**Work task:**
Your answer must be every line of the data that holds the string "rough".

**Exercise materials:**
◇ ◇ ◇
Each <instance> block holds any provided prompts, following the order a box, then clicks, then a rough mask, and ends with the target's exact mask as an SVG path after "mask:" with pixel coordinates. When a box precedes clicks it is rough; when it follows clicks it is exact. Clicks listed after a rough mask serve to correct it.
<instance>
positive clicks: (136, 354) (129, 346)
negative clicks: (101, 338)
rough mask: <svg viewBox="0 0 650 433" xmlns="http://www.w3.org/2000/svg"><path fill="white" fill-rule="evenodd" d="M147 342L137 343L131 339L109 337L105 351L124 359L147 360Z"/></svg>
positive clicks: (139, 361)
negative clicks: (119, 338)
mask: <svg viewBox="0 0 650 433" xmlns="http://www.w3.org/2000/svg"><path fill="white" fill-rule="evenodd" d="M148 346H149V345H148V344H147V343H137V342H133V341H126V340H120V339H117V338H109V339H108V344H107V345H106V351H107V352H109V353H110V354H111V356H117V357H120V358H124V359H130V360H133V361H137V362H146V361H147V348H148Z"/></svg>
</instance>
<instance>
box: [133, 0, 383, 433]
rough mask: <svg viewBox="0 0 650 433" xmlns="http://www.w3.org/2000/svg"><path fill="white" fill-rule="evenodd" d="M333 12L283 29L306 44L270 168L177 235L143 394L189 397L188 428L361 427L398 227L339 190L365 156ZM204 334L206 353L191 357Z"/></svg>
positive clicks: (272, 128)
◇ ◇ ◇
**Answer space:**
Each <instance> block holds any provided prompts, following the order a box, then clicks, then a rough mask, and ends with the target's exact mask as an SVG path after "mask:" with pixel coordinates. When a box precedes clicks it is rough; when it follows clicks it is exact. Clicks listed after a rough mask serve to correct it.
rough mask: <svg viewBox="0 0 650 433" xmlns="http://www.w3.org/2000/svg"><path fill="white" fill-rule="evenodd" d="M147 342L137 343L131 339L109 337L105 351L124 359L147 360Z"/></svg>
rough mask: <svg viewBox="0 0 650 433" xmlns="http://www.w3.org/2000/svg"><path fill="white" fill-rule="evenodd" d="M333 12L283 29L306 44L270 168L177 235L143 394L189 397L188 428L361 427L398 227L339 190L365 156ZM204 334L206 353L191 357Z"/></svg>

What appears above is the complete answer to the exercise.